## Zu bearbeiten
A. Schreib aus dem Forumsbeitrag zur Familienpolitik die Stelle ab, die mit „Nie vergessen, Du“ anfängt und bis einschließlich „das Leben verändert.“ geht.
B. Fasse im Forumsbeitrag zur Familienpolitik den Absatz, der mit „Mir scheint, wir haben“ beginnt, knapper zusammen und behalte dabei seine Kernaussagen bei.
C. Führe den Forumsbeitrag zur Familienpolitik von der Stelle an weiter, an der er aufhört.

Nie vergessen, Du suchst eine Mutter für Deine Kinder und keine Mätresse.


Um zum Anfang des Postings zurückzukommen:

Mir scheint, wir haben über all' den Diskussionen über die verschiedensten
familienpolitischen Modelle das Elementarste überhaupt vergessen oder
verdrängt: Was es bedeutet, wenn im Körper einer Frau Leben entsteht, wie
tiefgreifend und unwiderruflich dies das Leben verändert.

Wenn ich genau darüber nachdenke, was bei der Verdauung so genau vor sich geht, dann vergeht mir der Appetit und es kommt zu Verstopfung.

Oder - ist es vielleicht genau umgekehrt:

Sehr viele Menschen sind sich über die Wichtigkeit dieser Aspekte nur
allzu gut
im Klaren, ziehen es aber vor, dies zu tabuisieren,
und zwar aus jeweils unterschiedlichen Gründen:

Diejenigen, die selber Kinder wollen und sich über die Konsequenzen
dieses Schrittes in allen Einzelheiten im Klaren sind (das dürften
in der überwältigenden Mehrheit Frauen sein), fürchten sich vor
nichts so sehr wie davor, daß die Mehrheit der Männer anfängt, sich mit
solchen Überlegungen zu beschäftigen. Besser, frau läßt sich "ihre"

Datensätze zur Positionsannotation:

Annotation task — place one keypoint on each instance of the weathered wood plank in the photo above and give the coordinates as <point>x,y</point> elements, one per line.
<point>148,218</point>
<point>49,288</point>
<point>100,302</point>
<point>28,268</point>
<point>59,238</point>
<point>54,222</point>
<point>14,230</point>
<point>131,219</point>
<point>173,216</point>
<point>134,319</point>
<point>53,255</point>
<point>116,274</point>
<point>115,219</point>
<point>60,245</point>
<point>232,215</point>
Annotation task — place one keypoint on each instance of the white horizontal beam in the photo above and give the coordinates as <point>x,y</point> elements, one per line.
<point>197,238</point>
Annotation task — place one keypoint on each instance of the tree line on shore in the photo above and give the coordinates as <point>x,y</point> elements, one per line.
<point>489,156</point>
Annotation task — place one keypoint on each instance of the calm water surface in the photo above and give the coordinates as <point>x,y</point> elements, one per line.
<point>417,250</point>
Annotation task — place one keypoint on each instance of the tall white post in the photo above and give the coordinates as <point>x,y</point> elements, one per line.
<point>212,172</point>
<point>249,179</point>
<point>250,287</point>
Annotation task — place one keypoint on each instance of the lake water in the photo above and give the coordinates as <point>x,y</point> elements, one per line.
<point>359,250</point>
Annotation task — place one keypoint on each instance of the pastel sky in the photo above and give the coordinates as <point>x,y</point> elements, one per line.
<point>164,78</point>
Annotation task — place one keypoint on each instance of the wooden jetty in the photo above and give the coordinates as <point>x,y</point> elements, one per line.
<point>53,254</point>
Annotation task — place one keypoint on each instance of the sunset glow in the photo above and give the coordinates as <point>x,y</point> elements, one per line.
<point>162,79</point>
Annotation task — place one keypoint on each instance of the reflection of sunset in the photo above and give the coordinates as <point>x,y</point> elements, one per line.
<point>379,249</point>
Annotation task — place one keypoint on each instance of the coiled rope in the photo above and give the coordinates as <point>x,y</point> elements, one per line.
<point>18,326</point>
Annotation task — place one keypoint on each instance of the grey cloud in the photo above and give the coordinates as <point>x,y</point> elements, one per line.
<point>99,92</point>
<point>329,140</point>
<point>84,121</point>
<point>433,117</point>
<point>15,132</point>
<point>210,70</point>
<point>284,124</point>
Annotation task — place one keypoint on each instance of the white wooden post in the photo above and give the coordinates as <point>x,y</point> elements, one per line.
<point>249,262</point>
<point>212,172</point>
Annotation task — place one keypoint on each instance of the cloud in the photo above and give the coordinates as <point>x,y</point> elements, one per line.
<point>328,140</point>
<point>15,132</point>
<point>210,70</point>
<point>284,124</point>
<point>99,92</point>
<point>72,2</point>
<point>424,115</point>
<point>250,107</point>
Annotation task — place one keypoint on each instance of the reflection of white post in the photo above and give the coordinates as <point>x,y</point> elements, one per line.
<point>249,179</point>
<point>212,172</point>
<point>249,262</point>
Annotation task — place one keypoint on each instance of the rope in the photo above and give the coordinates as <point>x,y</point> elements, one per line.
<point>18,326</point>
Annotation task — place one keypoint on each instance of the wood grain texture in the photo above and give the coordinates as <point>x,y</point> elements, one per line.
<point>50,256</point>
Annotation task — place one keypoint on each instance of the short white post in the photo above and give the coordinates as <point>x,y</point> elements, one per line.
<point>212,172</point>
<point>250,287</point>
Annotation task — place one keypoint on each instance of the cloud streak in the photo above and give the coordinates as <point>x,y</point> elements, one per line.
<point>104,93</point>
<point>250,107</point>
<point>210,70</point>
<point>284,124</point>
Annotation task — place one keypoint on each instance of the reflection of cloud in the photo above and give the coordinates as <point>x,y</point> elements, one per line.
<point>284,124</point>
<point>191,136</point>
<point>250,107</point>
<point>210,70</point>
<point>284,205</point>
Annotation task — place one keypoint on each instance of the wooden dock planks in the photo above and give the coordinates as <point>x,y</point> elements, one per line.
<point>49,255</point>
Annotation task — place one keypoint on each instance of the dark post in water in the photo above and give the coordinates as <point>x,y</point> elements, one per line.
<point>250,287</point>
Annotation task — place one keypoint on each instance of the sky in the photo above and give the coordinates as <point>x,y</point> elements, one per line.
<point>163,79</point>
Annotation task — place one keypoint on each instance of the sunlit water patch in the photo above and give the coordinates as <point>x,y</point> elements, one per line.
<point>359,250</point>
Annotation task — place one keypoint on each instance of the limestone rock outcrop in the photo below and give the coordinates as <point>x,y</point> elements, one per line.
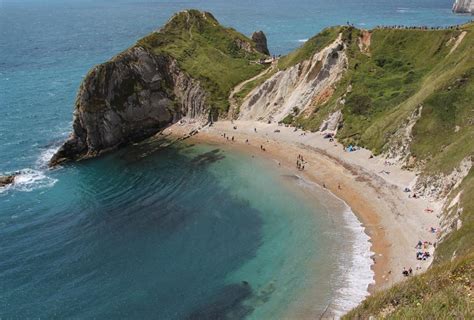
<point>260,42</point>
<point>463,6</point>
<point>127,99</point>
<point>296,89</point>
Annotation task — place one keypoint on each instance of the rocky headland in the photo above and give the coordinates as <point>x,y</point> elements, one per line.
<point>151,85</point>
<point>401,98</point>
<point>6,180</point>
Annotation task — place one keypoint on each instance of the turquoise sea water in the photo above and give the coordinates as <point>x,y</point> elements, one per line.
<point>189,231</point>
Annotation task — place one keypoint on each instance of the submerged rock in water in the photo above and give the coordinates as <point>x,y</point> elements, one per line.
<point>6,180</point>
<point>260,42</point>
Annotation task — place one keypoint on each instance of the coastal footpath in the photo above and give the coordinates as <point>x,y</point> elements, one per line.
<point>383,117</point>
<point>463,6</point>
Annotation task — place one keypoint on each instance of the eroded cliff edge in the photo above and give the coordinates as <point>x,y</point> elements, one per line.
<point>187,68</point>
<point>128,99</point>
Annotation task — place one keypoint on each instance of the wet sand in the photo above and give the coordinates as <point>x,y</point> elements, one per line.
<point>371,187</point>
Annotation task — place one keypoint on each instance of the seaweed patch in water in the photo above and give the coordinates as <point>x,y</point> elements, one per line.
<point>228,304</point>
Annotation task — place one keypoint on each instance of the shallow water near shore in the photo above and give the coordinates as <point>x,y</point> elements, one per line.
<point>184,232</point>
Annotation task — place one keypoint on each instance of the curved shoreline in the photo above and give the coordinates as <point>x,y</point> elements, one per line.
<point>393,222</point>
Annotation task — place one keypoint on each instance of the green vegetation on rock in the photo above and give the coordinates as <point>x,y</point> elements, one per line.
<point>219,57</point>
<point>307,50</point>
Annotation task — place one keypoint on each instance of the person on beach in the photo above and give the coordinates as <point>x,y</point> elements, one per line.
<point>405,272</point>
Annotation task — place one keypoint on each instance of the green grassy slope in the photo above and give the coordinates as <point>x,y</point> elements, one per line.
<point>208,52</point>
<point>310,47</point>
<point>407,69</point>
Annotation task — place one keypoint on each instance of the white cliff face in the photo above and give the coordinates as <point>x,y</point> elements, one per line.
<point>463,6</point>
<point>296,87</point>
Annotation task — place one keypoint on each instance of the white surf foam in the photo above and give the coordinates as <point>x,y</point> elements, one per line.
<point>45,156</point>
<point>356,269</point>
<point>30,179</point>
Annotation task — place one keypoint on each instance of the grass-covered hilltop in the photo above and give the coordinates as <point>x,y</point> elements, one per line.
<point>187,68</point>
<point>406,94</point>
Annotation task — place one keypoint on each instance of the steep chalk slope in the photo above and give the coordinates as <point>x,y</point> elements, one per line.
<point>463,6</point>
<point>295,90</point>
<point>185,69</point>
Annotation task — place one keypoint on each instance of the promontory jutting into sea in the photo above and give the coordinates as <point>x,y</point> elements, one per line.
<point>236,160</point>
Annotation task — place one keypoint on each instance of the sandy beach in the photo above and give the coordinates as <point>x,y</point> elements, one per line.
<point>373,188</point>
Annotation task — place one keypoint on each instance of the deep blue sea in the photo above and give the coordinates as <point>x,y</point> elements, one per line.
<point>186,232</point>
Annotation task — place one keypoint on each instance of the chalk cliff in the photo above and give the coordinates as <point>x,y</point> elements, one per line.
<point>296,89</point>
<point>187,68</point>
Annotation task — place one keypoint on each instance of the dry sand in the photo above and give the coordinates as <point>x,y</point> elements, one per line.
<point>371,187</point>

## Antworten nacheinander
A.
Nie vergessen, Du suchst eine Mutter für Deine Kinder und keine Mätresse.


Um zum Anfang des Postings zurückzukommen:

Mir scheint, wir haben über all' den Diskussionen über die verschiedensten
familienpolitischen Modelle das Elementarste überhaupt vergessen oder
verdrängt: Was es bedeutet, wenn im Körper einer Frau Leben entsteht, wie
tiefgreifend und unwiderruflich dies das Leben verändert.

B. Über den Diskussionen zu familienpolitischen Modellen ist das Elementarste vergessen oder verdrängt worden: was es bedeutet, wenn im Körper einer Frau Leben entsteht, und wie tiefgreifend und unwiderruflich das das Leben verändert.

C.
Fortpflanzung "nicht aus der Hand nehmen" und legt notfalls Männer mit
einem Kind herein - wie seit Menschengedenken.

Wenn man sich die Frau genau heraussucht, dann passiert da überhaupt nichts. Wer mit Schlampen fickt, bekommt früher oder später Probleme.


Die Männer ihrerseits hängen entweder - aufgrund mangelnder
Lebenserfahrung und/oder extrem starker entsprechender Indoktrination
durch Erziehung - rosaroten Wolkenkuckucksheim-Vorstellungen von Ehe und
Familie nach, oder aber sie haben jegliche rosarote Brille
verloren, und dann wissen sie, daß sie (a) mit einem offenem
Bekenntnis zu ihrer Haltung ihre Chancen auf eine Sexualpartnerin bis nahe
Null minimieren, und (b) sich jeden unentgeltlichen
Geschlechtsverkehr auf mühsamste Weise und mit nicht unerheblichen
Gefahren für sich selbst (unfreiwillige Vaterschaft mit anschließenden
Unterhaltsverpflichtungen) ergaunern müssen.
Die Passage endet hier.